→ PAGE TEXT:
[Start]
The girls on the train displayed the sexual innocence that seemed so lacking in the rest of my experience there. Perhaps it was their age: too young to have to worry about the prospects of marriage (and definitely too young to already feel the burden of it), but old enough to have gone through puberty and feel real sexual desires. They could display these emotions by flirting with me.

Perhaps not so asexual after all.

The Foreverness of Tea

"My family has been here for more than 36 years working at Happy Valley. My husband works in the factory and the rest of us have all done our fair share in the fields," our tea Dadi (Grandma) Kusum explained to us of her time living on this Darjeeling tea plantation. "I was born in Nepal but came over and have lived here ever since."

Farms, and this plantation was no exception, have always seemed to me to be the greatest source of family tradition. It is a culture, economy and livelihood which directly sprouts from the ground, and will always be a part of a farmer's life. Their world.

The vastness of the tea plantations is immediately felt, and it engulfs you in its still tranquility. All of a sudden, you begin speaking more quietly, thinking that everybody in the whole valley can hear you. Women busily pick away at the crops, and gather in groups with huge bundles of tea on their heads.

You can already taste the flavor of the tea.

Darjeeling Rain

Three hours up into the hills of West Bengal, sits the peaceful and beautiful hill station of Darjeeling. Known for its high quality tea, Darjeeling was a much needed rest from the rest of India. It has a heavy Tibetan and Nepali population, and has a strong Buddhist influence. Although it was raining the whole time we were there, and unfortunately could not see the Himalayas, it was a welcomed escape from the bustle of Kolkata. We visited a Tibetan refugee center, several Buddhist monasteries, and Happy Valley Tea Estate. After three days of non-stop rain, we were ready to leave.

Saturday, August 11, 2007

A Personal Reflection

A lot of people go to India to “find themselves.” Nicole returned to her parent’s homeland to reclaim her Indian roots (or perhaps claim them for the first time). A friend of hers may come to the country after a recent divorce to “get back on track.” Another friend of mine wanted to “feel closer to her natural side” after a few years of monotonous office work. A couple I met earlier this year in Jamaica started their world travels in India after saving up all of their savings—they spent 6 months here, and thus began their new life.
[End]
→ PROMPT A:
Put every line of the picture shape labeling rows into a Markdown table with the columns No. and Content, skipping blank lines. Omit the pictures.
The rows below are unrelated to the text above.

Picture shape labeling rows:
[Start]
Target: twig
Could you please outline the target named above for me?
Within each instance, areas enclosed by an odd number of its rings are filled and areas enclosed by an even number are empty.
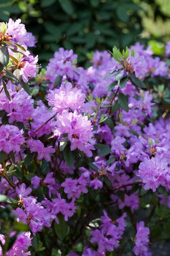
[[[33,136],[33,135],[34,135],[34,134],[35,134],[39,131],[39,130],[40,130],[40,129],[41,129],[41,128],[42,127],[43,127],[43,126],[44,125],[46,125],[46,124],[47,124],[48,122],[49,121],[50,121],[51,120],[51,119],[52,119],[53,118],[54,118],[55,117],[55,116],[56,115],[57,113],[56,113],[55,114],[55,115],[54,115],[54,116],[51,116],[51,117],[50,117],[50,118],[49,118],[49,119],[48,119],[48,120],[47,120],[47,121],[46,121],[46,122],[45,122],[43,124],[42,124],[42,125],[41,125],[39,128],[38,128],[38,129],[37,129],[36,130],[36,131],[35,131],[34,132],[33,132],[33,133],[30,135],[30,136],[29,136],[28,138],[27,138],[27,139],[26,140],[26,141],[27,141],[28,140],[29,140],[30,139],[31,139],[31,137],[32,137],[32,136]]]
[[[126,184],[126,185],[123,185],[122,186],[118,186],[114,189],[112,190],[112,191],[115,191],[117,189],[121,189],[122,188],[124,188],[126,186],[133,186],[133,185],[138,185],[140,183],[142,183],[143,182],[142,181],[139,181],[138,182],[133,182],[133,183],[130,183],[129,184]]]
[End]
→ PROMPT B:
Using the page text, answer each question:
(i) For how many years has Kusum's family been working at Happy Valley?
(ii) After how many days of non-stop rain were the visitors ready to leave Darjeeling?
(iii) How many months did the couple met in Jamaica spend in India?

→ TASK OUTPUT A:
| No. | Content |
|---|---|
| 1 | Target: twig |
| 2 | Could you please outline the target named above for me? |
| 3 | Within each instance, areas enclosed by an odd number of its rings are filled and areas enclosed by an even number are empty. |
| 4 | [[[33,136],[33,135],[34,135],[34,134],[35,134],[39,131],[39,130],[40,130],[40,129],[41,129],[41,128],[42,127],[43,127],[43,126],[44,125],[46,125],[46,124],[47,124],[48,122],[49,121],[50,121],[51,120],[51,119],[52,119],[53,118],[54,118],[55,117],[55,116],[56,115],[57,113],[56,113],[55,114],[55,115],[54,115],[54,116],[51,116],[51,117],[50,117],[50,118],[49,118],[49,119],[48,119],[48,120],[47,120],[47,121],[46,121],[46,122],[45,122],[43,124],[42,124],[42,125],[41,125],[39,128],[38,128],[38,129],[37,129],[36,130],[36,131],[35,131],[34,132],[33,132],[33,133],[30,135],[30,136],[29,136],[28,138],[27,138],[27,139],[26,140],[26,141],[27,141],[28,140],[29,140],[30,139],[31,139],[31,137],[32,137],[32,136]]] |
| 5 | [[[126,184],[126,185],[123,185],[122,186],[118,186],[114,189],[112,190],[112,191],[115,191],[117,189],[121,189],[122,188],[124,188],[126,186],[133,186],[133,185],[138,185],[140,183],[142,183],[143,182],[142,181],[139,181],[138,182],[133,182],[133,183],[130,183],[129,184]]] |

→ TASK OUTPUT B:
(i) More than 36 years
(ii) Three days
(iii) 6 months